• **Description of the task**
Transcribe the data exactly, stopping after the "x=299, y=556" line.

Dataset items
>>>
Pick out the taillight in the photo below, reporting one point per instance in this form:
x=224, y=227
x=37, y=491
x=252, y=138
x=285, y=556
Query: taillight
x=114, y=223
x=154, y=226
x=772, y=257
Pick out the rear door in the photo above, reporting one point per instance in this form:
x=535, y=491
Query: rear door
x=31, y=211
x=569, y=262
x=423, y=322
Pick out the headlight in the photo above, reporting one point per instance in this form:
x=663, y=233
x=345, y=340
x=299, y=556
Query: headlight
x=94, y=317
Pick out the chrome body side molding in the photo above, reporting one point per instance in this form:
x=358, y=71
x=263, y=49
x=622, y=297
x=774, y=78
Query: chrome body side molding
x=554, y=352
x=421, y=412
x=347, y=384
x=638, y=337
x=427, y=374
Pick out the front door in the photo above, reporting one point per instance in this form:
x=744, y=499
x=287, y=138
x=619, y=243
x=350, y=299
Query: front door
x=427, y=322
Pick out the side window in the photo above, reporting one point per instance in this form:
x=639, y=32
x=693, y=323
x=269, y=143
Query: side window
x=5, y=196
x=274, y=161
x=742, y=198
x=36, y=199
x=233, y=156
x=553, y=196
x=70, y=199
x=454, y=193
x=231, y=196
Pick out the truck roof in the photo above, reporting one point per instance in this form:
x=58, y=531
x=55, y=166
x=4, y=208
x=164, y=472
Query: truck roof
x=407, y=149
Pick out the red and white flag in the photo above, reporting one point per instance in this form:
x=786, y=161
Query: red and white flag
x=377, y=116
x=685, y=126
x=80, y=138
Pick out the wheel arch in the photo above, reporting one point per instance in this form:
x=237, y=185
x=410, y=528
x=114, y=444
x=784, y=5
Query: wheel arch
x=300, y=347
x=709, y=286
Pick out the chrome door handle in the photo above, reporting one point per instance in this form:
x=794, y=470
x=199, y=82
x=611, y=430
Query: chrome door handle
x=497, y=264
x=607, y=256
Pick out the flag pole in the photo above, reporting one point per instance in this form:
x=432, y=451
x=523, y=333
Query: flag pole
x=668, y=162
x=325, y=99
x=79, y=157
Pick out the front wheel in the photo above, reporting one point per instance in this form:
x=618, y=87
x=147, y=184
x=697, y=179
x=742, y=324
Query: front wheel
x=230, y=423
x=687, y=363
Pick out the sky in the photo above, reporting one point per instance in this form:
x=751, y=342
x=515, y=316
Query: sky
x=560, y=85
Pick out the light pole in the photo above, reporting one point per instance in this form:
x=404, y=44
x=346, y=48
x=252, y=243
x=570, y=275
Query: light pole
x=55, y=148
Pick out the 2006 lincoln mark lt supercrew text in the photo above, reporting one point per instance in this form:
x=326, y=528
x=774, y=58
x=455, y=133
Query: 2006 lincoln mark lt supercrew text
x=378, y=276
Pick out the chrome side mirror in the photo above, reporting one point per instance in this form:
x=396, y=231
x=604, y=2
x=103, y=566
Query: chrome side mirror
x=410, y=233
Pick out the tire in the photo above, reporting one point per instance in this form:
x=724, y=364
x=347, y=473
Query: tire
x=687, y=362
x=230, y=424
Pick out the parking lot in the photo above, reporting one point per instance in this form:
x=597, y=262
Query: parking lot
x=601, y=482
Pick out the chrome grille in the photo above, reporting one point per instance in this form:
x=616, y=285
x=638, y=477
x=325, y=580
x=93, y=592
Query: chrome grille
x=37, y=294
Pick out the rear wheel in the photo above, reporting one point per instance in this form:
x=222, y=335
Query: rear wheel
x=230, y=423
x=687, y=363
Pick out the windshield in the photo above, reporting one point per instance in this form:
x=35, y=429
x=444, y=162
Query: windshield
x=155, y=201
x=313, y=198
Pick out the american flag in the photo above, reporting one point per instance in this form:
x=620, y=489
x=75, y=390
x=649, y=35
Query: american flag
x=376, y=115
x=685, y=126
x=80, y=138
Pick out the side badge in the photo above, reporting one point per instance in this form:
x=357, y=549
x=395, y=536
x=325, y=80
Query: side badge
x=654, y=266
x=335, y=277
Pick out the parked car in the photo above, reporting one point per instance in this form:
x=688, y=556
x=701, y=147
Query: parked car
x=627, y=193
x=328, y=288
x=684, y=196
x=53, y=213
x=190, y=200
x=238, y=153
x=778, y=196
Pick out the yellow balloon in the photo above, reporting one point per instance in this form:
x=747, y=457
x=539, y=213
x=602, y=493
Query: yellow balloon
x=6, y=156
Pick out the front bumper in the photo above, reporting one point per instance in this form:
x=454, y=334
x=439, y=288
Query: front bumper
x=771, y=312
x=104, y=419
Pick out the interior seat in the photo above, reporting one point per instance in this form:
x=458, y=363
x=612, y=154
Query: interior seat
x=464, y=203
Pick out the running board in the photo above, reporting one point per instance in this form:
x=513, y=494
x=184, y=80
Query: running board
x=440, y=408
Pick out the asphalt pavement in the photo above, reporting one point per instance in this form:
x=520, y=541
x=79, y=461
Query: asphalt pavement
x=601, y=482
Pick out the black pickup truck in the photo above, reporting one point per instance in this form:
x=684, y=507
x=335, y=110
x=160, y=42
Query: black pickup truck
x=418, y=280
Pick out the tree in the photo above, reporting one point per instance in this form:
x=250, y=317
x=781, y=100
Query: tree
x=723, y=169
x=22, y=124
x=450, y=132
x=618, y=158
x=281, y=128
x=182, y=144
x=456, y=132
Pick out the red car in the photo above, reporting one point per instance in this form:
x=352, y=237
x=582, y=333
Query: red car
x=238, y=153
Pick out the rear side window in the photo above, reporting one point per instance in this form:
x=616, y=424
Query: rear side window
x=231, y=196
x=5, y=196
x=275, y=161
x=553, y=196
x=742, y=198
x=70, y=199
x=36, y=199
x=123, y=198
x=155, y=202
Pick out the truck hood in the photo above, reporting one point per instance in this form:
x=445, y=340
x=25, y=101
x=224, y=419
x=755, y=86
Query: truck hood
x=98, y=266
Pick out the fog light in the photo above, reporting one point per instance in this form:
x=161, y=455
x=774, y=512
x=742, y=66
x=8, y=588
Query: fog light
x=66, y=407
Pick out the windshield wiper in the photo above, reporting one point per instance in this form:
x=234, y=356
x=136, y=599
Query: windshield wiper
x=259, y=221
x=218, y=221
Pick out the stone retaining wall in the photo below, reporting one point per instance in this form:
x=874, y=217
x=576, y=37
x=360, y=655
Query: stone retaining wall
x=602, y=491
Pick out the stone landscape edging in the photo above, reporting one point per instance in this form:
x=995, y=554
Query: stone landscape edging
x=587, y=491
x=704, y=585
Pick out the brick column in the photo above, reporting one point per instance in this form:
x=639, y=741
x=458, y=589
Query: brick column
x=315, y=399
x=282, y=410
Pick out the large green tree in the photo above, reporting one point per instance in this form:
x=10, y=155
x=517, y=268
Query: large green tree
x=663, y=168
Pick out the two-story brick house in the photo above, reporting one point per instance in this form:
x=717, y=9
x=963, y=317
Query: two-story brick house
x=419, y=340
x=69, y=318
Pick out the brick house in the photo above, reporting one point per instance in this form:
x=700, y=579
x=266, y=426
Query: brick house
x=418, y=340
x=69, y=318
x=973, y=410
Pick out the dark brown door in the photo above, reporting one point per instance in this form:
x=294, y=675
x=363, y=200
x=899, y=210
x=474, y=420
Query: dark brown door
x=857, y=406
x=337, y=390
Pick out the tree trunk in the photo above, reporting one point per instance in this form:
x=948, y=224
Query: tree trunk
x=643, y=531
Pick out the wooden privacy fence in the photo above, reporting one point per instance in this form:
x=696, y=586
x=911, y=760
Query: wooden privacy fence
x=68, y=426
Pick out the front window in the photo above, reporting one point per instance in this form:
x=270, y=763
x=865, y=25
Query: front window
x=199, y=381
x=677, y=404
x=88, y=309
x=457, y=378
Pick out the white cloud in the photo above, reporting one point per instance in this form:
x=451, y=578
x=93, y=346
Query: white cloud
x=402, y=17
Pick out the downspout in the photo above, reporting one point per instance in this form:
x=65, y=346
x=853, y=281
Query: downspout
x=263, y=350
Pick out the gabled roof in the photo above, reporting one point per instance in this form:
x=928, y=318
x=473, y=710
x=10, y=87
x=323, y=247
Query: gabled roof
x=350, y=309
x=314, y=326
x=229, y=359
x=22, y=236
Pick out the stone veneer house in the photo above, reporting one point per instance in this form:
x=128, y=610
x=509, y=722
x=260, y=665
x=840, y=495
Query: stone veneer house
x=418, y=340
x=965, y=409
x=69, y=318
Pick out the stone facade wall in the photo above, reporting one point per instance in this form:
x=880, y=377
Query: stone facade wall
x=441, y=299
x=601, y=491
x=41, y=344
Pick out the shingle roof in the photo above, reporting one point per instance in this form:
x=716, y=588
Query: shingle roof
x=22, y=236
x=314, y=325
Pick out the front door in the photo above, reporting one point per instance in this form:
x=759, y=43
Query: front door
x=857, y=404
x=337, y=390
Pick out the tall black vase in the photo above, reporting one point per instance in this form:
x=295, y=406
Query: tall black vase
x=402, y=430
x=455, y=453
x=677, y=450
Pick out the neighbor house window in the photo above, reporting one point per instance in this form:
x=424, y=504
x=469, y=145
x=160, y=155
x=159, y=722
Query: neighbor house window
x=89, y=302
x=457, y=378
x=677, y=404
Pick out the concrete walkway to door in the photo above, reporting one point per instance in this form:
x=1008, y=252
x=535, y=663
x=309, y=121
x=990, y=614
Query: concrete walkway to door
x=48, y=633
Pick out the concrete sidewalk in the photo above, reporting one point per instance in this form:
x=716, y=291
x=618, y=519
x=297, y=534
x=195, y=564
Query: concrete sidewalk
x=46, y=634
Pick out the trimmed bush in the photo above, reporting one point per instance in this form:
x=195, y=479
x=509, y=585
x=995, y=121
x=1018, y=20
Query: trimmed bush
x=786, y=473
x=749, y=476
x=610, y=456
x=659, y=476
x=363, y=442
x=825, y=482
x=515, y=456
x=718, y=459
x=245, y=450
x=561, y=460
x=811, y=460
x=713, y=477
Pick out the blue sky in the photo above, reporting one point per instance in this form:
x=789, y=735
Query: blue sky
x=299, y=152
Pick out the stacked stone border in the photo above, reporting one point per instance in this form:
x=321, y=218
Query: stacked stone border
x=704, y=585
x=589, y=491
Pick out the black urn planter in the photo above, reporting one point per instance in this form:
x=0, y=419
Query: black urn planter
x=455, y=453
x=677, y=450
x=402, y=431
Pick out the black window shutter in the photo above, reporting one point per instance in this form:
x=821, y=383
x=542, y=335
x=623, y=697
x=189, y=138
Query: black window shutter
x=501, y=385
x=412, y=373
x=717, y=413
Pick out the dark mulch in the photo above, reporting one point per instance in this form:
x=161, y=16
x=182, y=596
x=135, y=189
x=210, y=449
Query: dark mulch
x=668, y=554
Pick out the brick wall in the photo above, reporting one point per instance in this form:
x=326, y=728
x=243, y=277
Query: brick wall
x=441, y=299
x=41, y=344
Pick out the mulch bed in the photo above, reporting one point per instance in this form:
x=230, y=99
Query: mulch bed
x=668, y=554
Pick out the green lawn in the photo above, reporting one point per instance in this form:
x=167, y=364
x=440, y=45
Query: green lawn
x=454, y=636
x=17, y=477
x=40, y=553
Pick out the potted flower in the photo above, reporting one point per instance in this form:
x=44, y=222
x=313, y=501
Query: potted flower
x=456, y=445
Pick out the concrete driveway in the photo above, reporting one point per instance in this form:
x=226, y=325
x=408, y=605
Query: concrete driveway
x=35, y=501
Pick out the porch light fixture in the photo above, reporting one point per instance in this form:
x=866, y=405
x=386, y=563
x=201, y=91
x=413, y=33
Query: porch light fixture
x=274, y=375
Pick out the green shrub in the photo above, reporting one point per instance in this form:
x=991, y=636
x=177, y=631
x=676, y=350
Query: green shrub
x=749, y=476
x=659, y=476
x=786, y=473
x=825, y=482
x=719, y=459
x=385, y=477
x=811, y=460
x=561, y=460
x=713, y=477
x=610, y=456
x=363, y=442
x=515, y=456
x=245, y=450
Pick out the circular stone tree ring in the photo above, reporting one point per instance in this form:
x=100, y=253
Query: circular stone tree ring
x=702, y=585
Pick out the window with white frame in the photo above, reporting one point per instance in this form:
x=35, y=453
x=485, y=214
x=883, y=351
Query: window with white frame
<<<
• **Task response**
Pick out the taillight in the photo below, reporting one point per instance in this form:
x=224, y=227
x=37, y=491
x=252, y=138
x=285, y=556
Query: taillight
x=114, y=223
x=154, y=226
x=772, y=257
Pick out the rear door in the photo above, reporting one point per instance in this form:
x=535, y=491
Query: rear door
x=31, y=211
x=569, y=262
x=423, y=322
Pick out the headlight in the photo above, reporting one point per instance in this form:
x=663, y=233
x=345, y=340
x=299, y=556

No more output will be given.